[Referring expression data]

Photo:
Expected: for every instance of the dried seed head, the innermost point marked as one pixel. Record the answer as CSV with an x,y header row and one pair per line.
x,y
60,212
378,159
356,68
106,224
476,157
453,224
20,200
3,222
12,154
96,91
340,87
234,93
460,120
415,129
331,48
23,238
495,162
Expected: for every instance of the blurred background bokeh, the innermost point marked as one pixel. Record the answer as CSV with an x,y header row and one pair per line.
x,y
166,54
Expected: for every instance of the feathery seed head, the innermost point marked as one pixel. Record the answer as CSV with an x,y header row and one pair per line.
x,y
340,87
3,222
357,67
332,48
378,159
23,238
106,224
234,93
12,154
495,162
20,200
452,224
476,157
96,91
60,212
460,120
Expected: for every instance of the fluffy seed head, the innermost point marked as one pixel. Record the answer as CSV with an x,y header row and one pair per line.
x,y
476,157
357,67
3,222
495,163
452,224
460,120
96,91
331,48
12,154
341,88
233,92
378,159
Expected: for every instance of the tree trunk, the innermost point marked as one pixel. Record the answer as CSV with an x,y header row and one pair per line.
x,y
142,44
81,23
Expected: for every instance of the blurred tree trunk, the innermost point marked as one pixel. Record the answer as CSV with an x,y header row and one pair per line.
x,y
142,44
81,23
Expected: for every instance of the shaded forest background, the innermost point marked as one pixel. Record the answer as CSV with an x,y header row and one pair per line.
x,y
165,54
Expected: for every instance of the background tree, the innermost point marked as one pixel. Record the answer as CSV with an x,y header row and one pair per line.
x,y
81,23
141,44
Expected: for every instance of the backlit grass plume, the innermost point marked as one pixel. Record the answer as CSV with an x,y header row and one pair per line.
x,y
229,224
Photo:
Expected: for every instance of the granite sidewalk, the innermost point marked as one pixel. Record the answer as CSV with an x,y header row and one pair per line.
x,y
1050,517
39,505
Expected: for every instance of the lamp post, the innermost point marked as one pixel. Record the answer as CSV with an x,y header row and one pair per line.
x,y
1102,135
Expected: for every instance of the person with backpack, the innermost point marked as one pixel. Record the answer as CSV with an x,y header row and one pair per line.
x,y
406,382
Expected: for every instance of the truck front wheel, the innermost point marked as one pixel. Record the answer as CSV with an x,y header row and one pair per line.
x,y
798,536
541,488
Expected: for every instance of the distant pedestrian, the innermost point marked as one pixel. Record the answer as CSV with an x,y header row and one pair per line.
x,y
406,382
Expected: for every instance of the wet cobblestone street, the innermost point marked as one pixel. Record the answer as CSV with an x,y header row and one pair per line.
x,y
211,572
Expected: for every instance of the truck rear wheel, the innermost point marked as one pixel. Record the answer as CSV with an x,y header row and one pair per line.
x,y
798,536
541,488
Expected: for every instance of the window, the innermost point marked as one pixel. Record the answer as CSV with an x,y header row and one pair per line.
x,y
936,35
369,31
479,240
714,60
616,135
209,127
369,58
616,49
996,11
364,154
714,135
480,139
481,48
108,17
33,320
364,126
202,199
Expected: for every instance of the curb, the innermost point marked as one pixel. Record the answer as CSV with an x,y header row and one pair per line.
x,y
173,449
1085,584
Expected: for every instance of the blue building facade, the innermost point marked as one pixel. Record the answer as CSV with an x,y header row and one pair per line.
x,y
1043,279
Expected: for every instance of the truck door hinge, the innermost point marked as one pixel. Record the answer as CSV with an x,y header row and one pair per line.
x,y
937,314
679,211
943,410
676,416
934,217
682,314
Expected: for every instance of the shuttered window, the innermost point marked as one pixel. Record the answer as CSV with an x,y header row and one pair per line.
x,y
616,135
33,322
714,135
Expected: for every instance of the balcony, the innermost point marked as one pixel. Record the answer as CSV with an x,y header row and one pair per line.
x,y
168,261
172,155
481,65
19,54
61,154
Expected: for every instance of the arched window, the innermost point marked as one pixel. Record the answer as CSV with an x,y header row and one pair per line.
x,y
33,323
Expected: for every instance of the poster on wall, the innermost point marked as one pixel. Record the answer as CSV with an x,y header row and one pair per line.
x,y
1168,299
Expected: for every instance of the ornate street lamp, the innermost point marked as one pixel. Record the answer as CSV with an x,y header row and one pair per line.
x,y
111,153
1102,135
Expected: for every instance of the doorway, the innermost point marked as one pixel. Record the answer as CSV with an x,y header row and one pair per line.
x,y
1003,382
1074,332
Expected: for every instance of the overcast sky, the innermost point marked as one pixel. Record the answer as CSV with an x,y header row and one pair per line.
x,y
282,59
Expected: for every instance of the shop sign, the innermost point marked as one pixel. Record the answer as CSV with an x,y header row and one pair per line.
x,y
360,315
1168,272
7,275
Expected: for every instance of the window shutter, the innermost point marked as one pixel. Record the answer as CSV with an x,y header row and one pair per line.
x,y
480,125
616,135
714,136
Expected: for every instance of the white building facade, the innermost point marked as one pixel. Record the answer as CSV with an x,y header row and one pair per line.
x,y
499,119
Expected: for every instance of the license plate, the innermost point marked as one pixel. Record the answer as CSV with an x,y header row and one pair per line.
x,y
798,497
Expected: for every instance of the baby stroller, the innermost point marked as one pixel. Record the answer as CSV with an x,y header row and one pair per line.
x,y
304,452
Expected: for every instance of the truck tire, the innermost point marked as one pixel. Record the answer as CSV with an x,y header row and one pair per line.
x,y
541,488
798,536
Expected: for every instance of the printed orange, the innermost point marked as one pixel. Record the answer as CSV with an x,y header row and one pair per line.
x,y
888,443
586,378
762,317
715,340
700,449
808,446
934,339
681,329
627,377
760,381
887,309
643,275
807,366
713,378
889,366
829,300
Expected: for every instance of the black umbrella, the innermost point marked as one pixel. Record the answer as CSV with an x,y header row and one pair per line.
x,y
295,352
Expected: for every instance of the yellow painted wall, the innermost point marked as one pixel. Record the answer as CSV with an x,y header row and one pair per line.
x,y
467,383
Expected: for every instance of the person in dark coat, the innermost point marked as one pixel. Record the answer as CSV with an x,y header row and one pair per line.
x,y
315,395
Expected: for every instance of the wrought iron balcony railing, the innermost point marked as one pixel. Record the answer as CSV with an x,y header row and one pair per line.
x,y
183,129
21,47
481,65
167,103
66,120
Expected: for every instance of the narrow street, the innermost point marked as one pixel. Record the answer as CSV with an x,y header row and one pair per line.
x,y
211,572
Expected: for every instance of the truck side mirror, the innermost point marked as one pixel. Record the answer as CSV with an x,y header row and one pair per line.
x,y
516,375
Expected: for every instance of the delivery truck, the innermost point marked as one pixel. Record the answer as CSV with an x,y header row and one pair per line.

REQUIRED ACTION — Every entry needs to be retyped exactly.

YOUR RESPONSE —
Photo:
Expected: for every instance of the dried seed head, the innermost point marked as one pixel. Record the answer as CSV with an x,y header row and one pair per line.
x,y
60,212
378,159
356,68
106,224
476,157
453,224
20,200
3,222
12,154
96,91
340,87
234,93
460,120
415,129
331,48
23,238
495,162
Expected: for every instance of the blurred background bokeh, the innermost point marked as one pixel. Record the answer as CSV with an x,y header row and one pair per line.
x,y
166,54
Expected: for every instance of the feathery seed head, the innermost point marked as one pixel. Record the answer as CSV with an x,y header row and one pair per line.
x,y
340,87
3,222
357,67
332,48
378,159
23,238
106,224
234,93
12,154
495,162
20,200
452,224
476,157
96,91
60,212
460,120
Expected: for every instance of the fluffy seed head, the innermost point marked as one pixel. Record the answer as CSV with an x,y header row and one pair per line.
x,y
476,157
357,67
3,222
495,163
452,224
460,120
96,91
331,48
12,154
341,88
233,92
378,159
Expected: for every instance of the tree trunk, the innermost point marked as one pixel. Record the answer as CSV with an x,y header row and one pair per line.
x,y
142,44
81,23
Expected: for every instance of the blurred tree trunk, the innermost point marked as one pixel. Record the answer as CSV with an x,y header row and one pair per line.
x,y
142,44
81,23
Expected: for every instance of the shaded forest background, the innermost point marked as one pixel. Record the answer as CSV with an x,y header row and one pair per line.
x,y
165,54
Expected: for every instance of the background tree, the innermost point marked as one pixel. Record the answer as CSV with an x,y header row and one pair per line.
x,y
81,23
141,44
Expected: for every instance of the backlit grass plume, the innermost point marked as one pixel. Record the answer as CSV with an x,y header row and one pair per line.
x,y
229,224
Photo:
Expected: for every instance of the granite sidewalk, the innermost point marked as one pixel. Record the answer as CSV with an x,y header row and one pair per line.
x,y
1050,517
39,505
Expected: for every instance of the lamp post, the innermost point marked as one pixel. Record the answer as CSV with an x,y header row and one pair per line.
x,y
1102,135
Expected: for every instance of the person with backpack, the innermost point marked as one pixel. Record the answer as CSV with an x,y header row and one pair per line.
x,y
406,382
Expected: for every instance of the truck front wheel, the innermost point marked as one pixel. Record the answer as CSV with an x,y header row and one pair per line.
x,y
798,536
541,488
Expected: for every instance of the distant pedestrian, the innermost point marked as one pixel. Record the answer as CSV with an x,y header row and one pair per line.
x,y
406,382
Expected: for every instance of the wet cobblestone street, the innermost point marked as one pixel. Record the answer as CSV with an x,y header row and one pair per line.
x,y
211,572
Expected: for every instance of the truck rear wheel, the innermost point marked as one pixel. Record the answer as CSV with an x,y header row and one pair per line.
x,y
798,536
541,488
Expected: for every instance of the window, the innermost point marked as one pixel. Record the answer as CSV with an x,y header row and one pair per line.
x,y
936,35
369,31
479,240
714,60
616,135
209,127
369,58
616,49
996,11
364,154
714,135
480,139
481,48
108,17
33,320
364,126
202,199
Expected: for every instance of the curb, the innermost point marked as one pixel. Record the answer as CSV with an x,y header row and one pair per line.
x,y
173,449
1085,584
Expected: for every instance of the blue building facade, the innermost point marked as one pixel. Record the answer as CSV with an x,y header row and one pair per line.
x,y
1043,279
Expected: for every instance of the truck door hinge, the innermost point marked as one pixel. Record the answer as CSV with an x,y header row and one pair per line.
x,y
937,314
679,211
943,410
676,416
934,217
682,314
Expected: for every instance of the shuttered window, the innermost point marked as one pixel. Record the answer as CSV with an x,y header row and one pair per line.
x,y
616,135
33,322
714,135
Expected: for every instance of the balcony, the innermost point marked as one pixel. Record the answer as CSV with an x,y header row and one pair per line.
x,y
168,261
172,155
481,65
19,54
61,154
Expected: for every instance of the arched window, the innermost point marked as one pixel. Record the answer as CSV with an x,y header row and one pair per line.
x,y
33,323
Expected: for every instance of the poster on wall, the innermost point marked as one pixel. Record the answer as CSV with an x,y header row and one pair per line.
x,y
1168,299
Expected: for every instance of the ornate street lamp, the innermost point marked as one pixel. Record the answer as CSV with an x,y header row and one pair per line.
x,y
111,153
1102,135
Expected: for every instance of the doorway, the innermost point marked as one pixel. Record the answer as CSV with an x,y header row and one pair per line.
x,y
1003,382
1074,332
Expected: for every instance of the overcast sky, the innermost point marked as one pixel. Record the answer as CSV with an x,y header row and one pair per line.
x,y
282,59
Expected: for every instance of the shop sign, the innermost point marked as one pixel. Record the answer as CSV with an x,y header row and one pair per line.
x,y
360,315
1168,272
7,275
Expected: for every instance of the window shutter, the innermost point marked as one pixel. Record the answer as CSV with an x,y header row and one pair per line.
x,y
480,125
616,135
714,136
Expected: for every instance of the white building facade, the innermost point marked as one pixel. Record the answer as CSV with an x,y header row and one pair per line.
x,y
499,119
Expected: for every instance of the license plate, the innermost point marked as one pixel. Record the answer as CSV with an x,y header row and one pair per line.
x,y
798,497
Expected: for every instance of the baby stroller, the innermost point marked as one pixel. Record the answer as CSV with an x,y header row and one pair per line.
x,y
304,452
Expected: for every instance of the truck tire, the innermost point marked as one pixel. Record the answer as CSV with an x,y header row and one pair per line.
x,y
541,488
798,536
Expected: for every instance of the printed orange, the innermost point marked as one pixel. Record the answer as CSV with an x,y header row and one pair per line.
x,y
888,443
586,378
762,317
715,340
700,449
808,446
934,339
681,329
627,377
760,381
887,309
643,275
807,366
713,378
889,366
829,300
Expected: for every instance of the black umbrella, the innermost point marked as one pixel. Record the answer as CSV with an x,y header row and one pair per line.
x,y
295,352
Expected: for every instance of the yellow painted wall, the innermost point marked as one pixel. Record the answer as CSV with an x,y header row and one pair per line.
x,y
467,383
Expected: for every instance of the person in dark coat, the innermost point marked as one pixel. Record the answer as CSV with an x,y header row and one pair per line.
x,y
315,395
Expected: for every instance of the wrought iron balcony railing, the innermost point marked as one pixel. Record the answer as CSV with an x,y header row and one pair per line.
x,y
183,129
21,47
481,65
167,103
66,120
Expected: for every instance of the narrow street, the innermost point marked as one pixel. Record the answer as CSV with an x,y header row and one pair per line.
x,y
211,572
Expected: for every instance of the truck side mirror, the innermost point marked as one pixel. Record the answer as CSV with an x,y header row and one pair per line.
x,y
516,375
Expected: for every instance of the delivery truck, the innermost point marked as one pixel. Record the answer as CSV with an x,y header row and one pair per line.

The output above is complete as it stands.